◆ Document
● ● ●

Utilities of Morphemes

         Speaking comes to many of us naturally, as we learn from a young age by mimicking sounds and words of caretakers.  Any language can be difficult to learn, whether for first time as a child, or a new speaker to English. An easy method of teaching language to a student is by breaking down words into smaller parts and expanding our vocabulary as we progress. Morphemes are letters or words attached to a base that then creates a new word or enhances meaning. When learning English, a solid understanding of morphemes can be used to expand vocabulary and identify unfamiliar words.

            With an estimated 600,000 words in the English language, the chances of learning let alone hearing every word in use is impossible. Prefixes, suffixes, and compounds take simple words, or a base word, and add, reduce, or change the meaning entirely. If a student of English learned the simple bases of this language, adding a morpheme could increase their arsenal of usable words exponentially. A simple base word such as car is a free morpheme because it is a word that can stand alone.  When combined with the word port, car changes from a simple automobile to a “roofed, wall-less shed, usually projecting from the side of a building, used as a shelter for an automobile.” (

            Faith is a common word that a student may want to learn to describe confidence or trust in a person or a thing, such as the doctrines or teachings of religion. If a student knows the base word faith, they can add ly on the end to create a different word or meaning.  However, the suffix less on the end can diminish the meaning, like faithless, and add negativity. Ful adds a positive tone to the word, like faithful.  Jean Berko conducted a study while at Massachusetts Institute of Technology to determine if morphemes could be taught to a small child where the concept was understood and testable.  In the study, 1,000 of the most common words that a first grader uses through conversation, composition, letters and similar documents were evaluated.  The most promising area discovered were plurals and possessive nouns.  In the study, made up words were used, such as gutch, and the students were asked to make it plural.  Most could perform the task and even emphasized the suffix when pronouncing the word.  By having an understanding of what prefixes and suffixes can do to a word can also help a student identify an unfamiliar word.

● ● ●

◆ Data section
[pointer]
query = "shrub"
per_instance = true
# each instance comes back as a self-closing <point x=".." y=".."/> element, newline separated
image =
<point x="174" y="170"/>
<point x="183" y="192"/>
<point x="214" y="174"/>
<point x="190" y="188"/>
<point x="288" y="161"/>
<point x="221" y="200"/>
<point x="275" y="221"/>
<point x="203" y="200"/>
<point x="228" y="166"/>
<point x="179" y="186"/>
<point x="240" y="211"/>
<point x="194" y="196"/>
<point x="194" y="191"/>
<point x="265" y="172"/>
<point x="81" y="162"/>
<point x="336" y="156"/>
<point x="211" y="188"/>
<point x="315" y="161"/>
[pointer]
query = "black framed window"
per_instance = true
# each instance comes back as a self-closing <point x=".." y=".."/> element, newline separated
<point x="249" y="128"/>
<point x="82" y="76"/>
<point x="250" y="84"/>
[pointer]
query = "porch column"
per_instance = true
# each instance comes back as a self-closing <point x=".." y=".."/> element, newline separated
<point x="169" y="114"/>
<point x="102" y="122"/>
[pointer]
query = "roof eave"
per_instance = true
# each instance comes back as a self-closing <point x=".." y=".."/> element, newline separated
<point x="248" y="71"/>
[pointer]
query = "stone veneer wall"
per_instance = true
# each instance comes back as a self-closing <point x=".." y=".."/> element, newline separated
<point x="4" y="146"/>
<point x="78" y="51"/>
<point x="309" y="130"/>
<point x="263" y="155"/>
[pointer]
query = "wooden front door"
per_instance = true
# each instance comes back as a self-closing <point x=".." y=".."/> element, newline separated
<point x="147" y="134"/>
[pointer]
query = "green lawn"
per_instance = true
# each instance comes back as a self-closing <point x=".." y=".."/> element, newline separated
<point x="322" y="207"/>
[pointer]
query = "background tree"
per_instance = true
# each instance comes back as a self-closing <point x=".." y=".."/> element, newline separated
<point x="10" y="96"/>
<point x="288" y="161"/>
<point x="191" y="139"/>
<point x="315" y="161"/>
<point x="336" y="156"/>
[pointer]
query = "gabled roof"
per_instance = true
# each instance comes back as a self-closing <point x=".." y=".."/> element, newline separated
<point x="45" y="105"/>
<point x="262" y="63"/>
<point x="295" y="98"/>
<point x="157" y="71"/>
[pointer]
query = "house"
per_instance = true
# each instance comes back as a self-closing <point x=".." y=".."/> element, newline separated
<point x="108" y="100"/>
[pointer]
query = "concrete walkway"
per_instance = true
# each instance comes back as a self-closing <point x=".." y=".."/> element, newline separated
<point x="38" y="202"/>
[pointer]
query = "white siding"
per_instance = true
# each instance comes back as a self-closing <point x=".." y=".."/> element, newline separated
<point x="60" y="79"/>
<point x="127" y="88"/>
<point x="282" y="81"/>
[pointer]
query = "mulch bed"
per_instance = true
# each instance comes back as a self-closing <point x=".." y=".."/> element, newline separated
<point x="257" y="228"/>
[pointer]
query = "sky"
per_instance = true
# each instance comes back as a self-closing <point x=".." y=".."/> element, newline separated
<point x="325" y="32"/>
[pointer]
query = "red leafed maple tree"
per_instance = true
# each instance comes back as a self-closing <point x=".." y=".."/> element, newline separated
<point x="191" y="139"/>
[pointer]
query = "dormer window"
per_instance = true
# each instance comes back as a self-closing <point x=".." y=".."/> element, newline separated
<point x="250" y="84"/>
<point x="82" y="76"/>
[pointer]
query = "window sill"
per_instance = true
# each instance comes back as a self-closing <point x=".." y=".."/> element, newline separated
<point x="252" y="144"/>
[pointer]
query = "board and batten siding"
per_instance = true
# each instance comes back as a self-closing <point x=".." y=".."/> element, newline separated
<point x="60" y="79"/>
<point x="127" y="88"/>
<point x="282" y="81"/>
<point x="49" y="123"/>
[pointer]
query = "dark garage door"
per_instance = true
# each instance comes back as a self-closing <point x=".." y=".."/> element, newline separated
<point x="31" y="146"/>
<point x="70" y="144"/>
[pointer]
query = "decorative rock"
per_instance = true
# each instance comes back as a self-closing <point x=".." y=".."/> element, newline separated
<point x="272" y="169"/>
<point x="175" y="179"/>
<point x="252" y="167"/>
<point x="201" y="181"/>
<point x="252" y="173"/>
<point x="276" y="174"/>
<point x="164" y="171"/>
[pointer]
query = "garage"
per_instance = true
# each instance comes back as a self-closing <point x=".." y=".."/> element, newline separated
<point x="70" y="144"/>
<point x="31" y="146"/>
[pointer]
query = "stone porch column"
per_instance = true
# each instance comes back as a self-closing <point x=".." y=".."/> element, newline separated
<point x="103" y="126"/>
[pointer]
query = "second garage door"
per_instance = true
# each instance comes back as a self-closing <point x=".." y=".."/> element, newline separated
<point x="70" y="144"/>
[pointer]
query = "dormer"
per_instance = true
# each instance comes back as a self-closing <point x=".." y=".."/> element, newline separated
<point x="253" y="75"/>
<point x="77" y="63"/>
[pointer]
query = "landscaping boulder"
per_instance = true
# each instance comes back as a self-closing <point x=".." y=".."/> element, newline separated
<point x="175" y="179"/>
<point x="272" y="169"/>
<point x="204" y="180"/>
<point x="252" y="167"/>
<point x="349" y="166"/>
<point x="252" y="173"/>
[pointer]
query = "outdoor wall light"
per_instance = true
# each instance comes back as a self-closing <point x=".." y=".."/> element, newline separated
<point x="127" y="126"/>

● ● ●

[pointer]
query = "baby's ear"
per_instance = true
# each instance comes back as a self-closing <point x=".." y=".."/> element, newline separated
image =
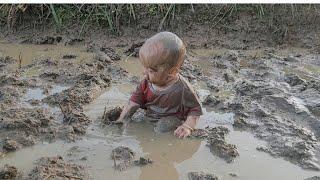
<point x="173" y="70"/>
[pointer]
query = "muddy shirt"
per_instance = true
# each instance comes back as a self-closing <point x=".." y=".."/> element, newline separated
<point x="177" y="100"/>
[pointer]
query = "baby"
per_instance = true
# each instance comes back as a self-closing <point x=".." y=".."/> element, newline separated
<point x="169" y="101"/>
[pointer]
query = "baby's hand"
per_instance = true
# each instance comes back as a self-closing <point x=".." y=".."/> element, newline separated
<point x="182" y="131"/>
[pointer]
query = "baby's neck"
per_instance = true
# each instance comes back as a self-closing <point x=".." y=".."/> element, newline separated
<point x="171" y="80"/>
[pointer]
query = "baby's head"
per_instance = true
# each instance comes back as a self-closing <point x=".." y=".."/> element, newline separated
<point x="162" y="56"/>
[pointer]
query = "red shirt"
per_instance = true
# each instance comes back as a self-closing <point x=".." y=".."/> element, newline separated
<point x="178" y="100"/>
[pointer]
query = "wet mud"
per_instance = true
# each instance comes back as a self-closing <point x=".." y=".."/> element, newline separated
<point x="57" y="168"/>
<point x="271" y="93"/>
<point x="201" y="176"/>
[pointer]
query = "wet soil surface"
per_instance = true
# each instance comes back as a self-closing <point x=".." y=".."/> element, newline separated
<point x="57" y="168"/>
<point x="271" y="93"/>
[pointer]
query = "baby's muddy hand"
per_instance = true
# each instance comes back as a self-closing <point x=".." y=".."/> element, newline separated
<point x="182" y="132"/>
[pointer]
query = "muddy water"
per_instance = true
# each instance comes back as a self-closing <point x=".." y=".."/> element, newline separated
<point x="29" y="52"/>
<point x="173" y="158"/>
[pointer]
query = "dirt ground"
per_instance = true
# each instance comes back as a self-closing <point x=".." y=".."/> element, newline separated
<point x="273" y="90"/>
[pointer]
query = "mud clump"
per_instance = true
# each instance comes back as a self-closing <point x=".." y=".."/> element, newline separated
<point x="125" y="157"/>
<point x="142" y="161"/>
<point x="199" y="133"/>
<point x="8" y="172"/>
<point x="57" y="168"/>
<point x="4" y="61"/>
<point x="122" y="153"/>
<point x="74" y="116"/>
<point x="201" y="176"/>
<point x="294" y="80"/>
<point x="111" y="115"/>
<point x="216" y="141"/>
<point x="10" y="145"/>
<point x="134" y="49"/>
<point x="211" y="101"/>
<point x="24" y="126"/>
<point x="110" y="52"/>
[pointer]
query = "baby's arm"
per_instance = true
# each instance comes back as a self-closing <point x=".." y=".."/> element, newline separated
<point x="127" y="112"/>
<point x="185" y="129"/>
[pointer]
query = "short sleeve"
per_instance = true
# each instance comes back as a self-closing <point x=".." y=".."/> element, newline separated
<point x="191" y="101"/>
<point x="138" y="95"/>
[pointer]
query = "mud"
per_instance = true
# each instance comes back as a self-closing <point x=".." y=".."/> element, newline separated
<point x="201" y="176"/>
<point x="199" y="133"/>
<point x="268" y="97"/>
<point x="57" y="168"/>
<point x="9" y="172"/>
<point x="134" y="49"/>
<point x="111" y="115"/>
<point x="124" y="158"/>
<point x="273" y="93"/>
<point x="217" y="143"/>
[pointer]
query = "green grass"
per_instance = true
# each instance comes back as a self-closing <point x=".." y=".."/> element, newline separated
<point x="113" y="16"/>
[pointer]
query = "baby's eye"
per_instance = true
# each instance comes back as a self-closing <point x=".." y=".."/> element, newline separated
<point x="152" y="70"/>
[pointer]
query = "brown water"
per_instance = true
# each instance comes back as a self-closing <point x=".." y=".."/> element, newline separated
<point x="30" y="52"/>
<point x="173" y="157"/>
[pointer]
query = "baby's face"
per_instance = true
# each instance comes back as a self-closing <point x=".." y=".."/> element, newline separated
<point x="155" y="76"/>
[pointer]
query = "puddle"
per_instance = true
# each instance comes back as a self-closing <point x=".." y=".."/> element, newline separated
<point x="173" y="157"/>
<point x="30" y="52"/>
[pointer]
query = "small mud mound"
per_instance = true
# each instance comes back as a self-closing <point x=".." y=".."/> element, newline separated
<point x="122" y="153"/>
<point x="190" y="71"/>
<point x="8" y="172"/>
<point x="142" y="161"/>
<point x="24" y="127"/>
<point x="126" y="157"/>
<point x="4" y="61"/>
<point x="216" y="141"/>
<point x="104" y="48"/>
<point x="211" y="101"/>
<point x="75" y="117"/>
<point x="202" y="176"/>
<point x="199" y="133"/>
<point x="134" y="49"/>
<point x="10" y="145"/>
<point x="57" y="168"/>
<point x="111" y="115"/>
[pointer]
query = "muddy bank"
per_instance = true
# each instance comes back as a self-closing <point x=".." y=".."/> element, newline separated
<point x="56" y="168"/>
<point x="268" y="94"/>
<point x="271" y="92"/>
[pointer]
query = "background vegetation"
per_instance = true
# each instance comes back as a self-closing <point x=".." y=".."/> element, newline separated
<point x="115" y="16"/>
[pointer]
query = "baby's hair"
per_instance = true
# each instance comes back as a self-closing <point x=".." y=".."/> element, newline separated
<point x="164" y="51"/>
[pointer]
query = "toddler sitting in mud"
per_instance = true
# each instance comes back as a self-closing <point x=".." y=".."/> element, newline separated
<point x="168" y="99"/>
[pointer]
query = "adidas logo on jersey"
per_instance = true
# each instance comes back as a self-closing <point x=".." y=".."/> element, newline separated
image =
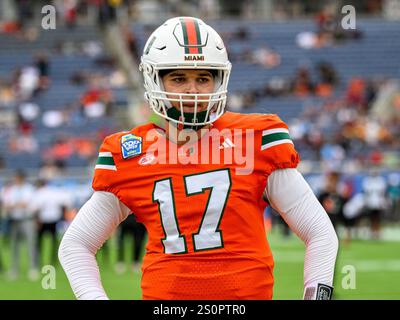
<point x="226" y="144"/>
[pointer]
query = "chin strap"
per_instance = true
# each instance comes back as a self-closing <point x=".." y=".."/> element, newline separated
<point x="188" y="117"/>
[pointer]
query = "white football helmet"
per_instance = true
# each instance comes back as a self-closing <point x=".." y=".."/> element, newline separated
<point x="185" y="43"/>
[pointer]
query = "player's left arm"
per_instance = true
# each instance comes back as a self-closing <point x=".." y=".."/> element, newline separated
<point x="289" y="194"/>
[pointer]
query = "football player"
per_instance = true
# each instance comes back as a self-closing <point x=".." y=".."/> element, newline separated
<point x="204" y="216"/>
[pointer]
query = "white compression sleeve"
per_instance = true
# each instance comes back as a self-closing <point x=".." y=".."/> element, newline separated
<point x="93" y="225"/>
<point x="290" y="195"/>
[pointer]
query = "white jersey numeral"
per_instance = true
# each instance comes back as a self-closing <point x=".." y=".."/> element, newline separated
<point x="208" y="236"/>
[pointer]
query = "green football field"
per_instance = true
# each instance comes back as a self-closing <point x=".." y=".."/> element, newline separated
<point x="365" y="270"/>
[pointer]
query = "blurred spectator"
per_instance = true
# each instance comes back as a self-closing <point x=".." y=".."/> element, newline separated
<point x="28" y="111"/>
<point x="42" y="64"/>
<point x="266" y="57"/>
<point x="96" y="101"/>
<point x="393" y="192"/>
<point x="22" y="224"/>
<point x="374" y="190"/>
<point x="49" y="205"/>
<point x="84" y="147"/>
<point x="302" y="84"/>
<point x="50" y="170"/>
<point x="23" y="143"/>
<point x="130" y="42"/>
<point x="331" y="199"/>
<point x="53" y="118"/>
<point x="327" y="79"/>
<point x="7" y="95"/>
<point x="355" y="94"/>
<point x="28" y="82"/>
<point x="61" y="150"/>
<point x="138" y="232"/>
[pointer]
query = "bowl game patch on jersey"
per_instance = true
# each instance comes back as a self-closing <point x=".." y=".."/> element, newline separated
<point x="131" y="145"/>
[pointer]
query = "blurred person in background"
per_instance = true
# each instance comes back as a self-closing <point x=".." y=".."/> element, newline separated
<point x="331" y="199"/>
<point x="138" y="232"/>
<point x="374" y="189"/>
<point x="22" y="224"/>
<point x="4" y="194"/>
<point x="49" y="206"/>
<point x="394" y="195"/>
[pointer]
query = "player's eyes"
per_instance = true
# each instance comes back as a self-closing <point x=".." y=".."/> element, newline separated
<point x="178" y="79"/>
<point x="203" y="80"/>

● ● ●

◆ Goals
a: Find every line of the rows that contains the string "siding" and copy each one.
b: Continue the essay on morphemes from its final sentence, carrying the discussion forward in the same style.

◆ Results by task
a:
query = "white siding"
query = "board and batten siding"

b:
            A young child learns simple one-word phrases to begin with, as in hot, toy, or milk. Over time they unknowingly add suffixes to change the meaning, making something more hot, like hotter or hottest, or adding an additional toy to a group, making toys. Once a child begins to read and their vocabulary increases, they will often come across words that are unfamiliar. According to an article in the Journal of Reading Behavior headed by author William Nagy, upper elementary aged children encounter 10,000 new words every year in print that they have not previously seen.  These are words that are not common in daily oral conversation and are difficult to decode. Nagy states that most of the words, however, are related to familiar ones through prefixation, suffixation and compounding. With an understanding of these morphemes and the uses of prefixes and suffixes, the reader can look to the base word, like friend, and know that the prefix un takes away from this, making unfriend or unfriendly a negative word.

            All the rules and practices of grammar are very important, including the exceptions and the difficult to understand rules, such as the dreaded silent e.  However, with extra understanding of base words and morphemes, a student of the English language may have more success decoding unknown words and expanding vocabulary to a much greater span so they can communicate more effectively.